PASSAGE PROVIDED -
Further, there have been proposed other types of plasma processing apparatuses for generating a high density plasma.
For example, U.S. Pat. No. 5,034,086 discloses a plasma processing apparatus using a radial line slot antenna (RLSA).
In addition, Japanese Patent Application Laid-Open No. 5-290995, U.S. Pat. No. 5,359,177, and EP 0564359 disclose plasma processing apparatuses using a circular waveguide with terminals.
Separately, as an example of a microwave plasma processing apparatus, there has recently been proposed an apparatus using an endless circular waveguide in which a plurality of slots are formed on an inner side surface thereof as a device for uniform and efficient introduction of microwaves (Japanese Patent Application Laid-Open No. 5-345982; U.S. Pat. No. 5,538,699).
However, when the conventional microwave plasma processing apparatus provided with an endless circular waveguide having slots on an inner side surface thereof is used to effect processing in a high pressure region at 100 mTorr (about 13.3 Pa) or more, as in the case of the ashing processing, the diffusion of plasma is suppressed, so that the plasma may locally exist in the periphery of the chamber to reduce the processing speed for the center portion of the article. In addition, the volume of the plasma generation space is required to be very large.
Further, Japanese Patent Application Laid-Open No. 7-90591 discloses a plasma processing apparatus using a disc-like microwave introducing device. In this apparatus, a gas is introduced into a waveguide and emitted to a plasma generation chamber through slots provided in the waveguide.
Compared with these conventional apparatuses, the plasma processing apparatus previously proposed by the present inventors has a configuration as shown in FIG. 12.
In FIG. 12, reference numeral 1 designates a container (or vessel) which can be evacuated; 2 is a holding means for holding an article to be processed; 3 is a microwave supply means (also referred to as “microwave applicator”) comprising a circular hollow waveguide having a circular waveguide therein; 4 is a dielectric window; and 7 is a gas supply pipe having gas supply ports 7a. In the apparatus configured using these components, microwaves are introduced into the microwave applicator 3 through a microwave introducing port 15 and supplied from slots 3b through the dielectric window 4 into the container 1.

EXERCISE TASK 1 - Write out the passage on plasma processing apparatuses word for word, everything from "Further, there have" down to "waveguide with terminals.".
EXERCISE TASK 2 - List every patent or patent application number cited in the passage on plasma processing apparatuses.
EXERCISE TASK 3 - Carry on the passage on plasma processing apparatuses, starting after its final sentence.

GIVEN DATA -
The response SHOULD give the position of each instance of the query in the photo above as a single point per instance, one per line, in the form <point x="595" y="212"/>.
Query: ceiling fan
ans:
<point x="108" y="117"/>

EXERCISE ANSWER 1 -
Further, there have been proposed other types of plasma processing apparatuses for generating a high density plasma.
For example, U.S. Pat. No. 5,034,086 discloses a plasma processing apparatus using a radial line slot antenna (RLSA).
In addition, Japanese Patent Application Laid-Open No. 5-290995, U.S. Pat. No. 5,359,177, and EP 0564359 disclose plasma processing apparatuses using a circular waveguide with terminals.

EXERCISE ANSWER 2 -
- U.S. Pat. No. 5,034,086
- Japanese Patent Application Laid-Open No. 5-290995
- U.S. Pat. No. 5,359,177
- EP 0564359
- Japanese Patent Application Laid-Open No. 5-345982
- U.S. Pat. No. 5,538,699
- Japanese Patent Application Laid-Open No. 7-90591

EXERCISE ANSWER 3 -
FIGS. 13, 14 and 15 are schematic views illustrating the propagation of microwaves through the circular waveguide of the microwave applicator and the radiation of microwaves through the slots.
FIG. 13 shows the circular waveguide as seen from above with the slots omitted, FIG. 14 shows a cross section taken along line 14—14, and FIG. 15 shows a cross section taken along line 15—15.
The vicinity of the microwave introducing port 15 forms an equivalent circuit of E-plane T-junction (or T-distribution), and microwaves introduced through the microwave introducing port 15 have their course changed so as to fork clockwise d2 and counterclockwise d1. Each slot 3b is provided so as to intersect the microwave traveling directions d1 and d2 so that the microwaves travel while being emitted through the slots.
Since the circular waveguide has no terminals and is endless, the microwaves propagating in the directions d1 and d2 (z-axis direction) interfere mutually. Reference numeral C1 denotes an annulus (ring) formed by connecting width-wise centers of the waveguide, and the standing waves of a predetermined mode can be generated more easily by setting the length of this ring, that is, the circumferential length at an integral multiple of the guide wavelength (wavelength in waveguide).
FIG. 14 shows a cross section perpendicular to the microwave traveling direction (z-axis direction). In this figure, the upper and bottom surfaces 3c of the waveguide form H-planes perpendicular to the direction of electric field EF, while the right and left surfaces 3d of the waveguide form E-planes parallel to the direction of the electric field EF. Reference numeral C0 denotes the center of the longitudinal direction of the slot 3b, that is, the direction (x-axis direction) perpendicular to the microwave traveling/propagating direction.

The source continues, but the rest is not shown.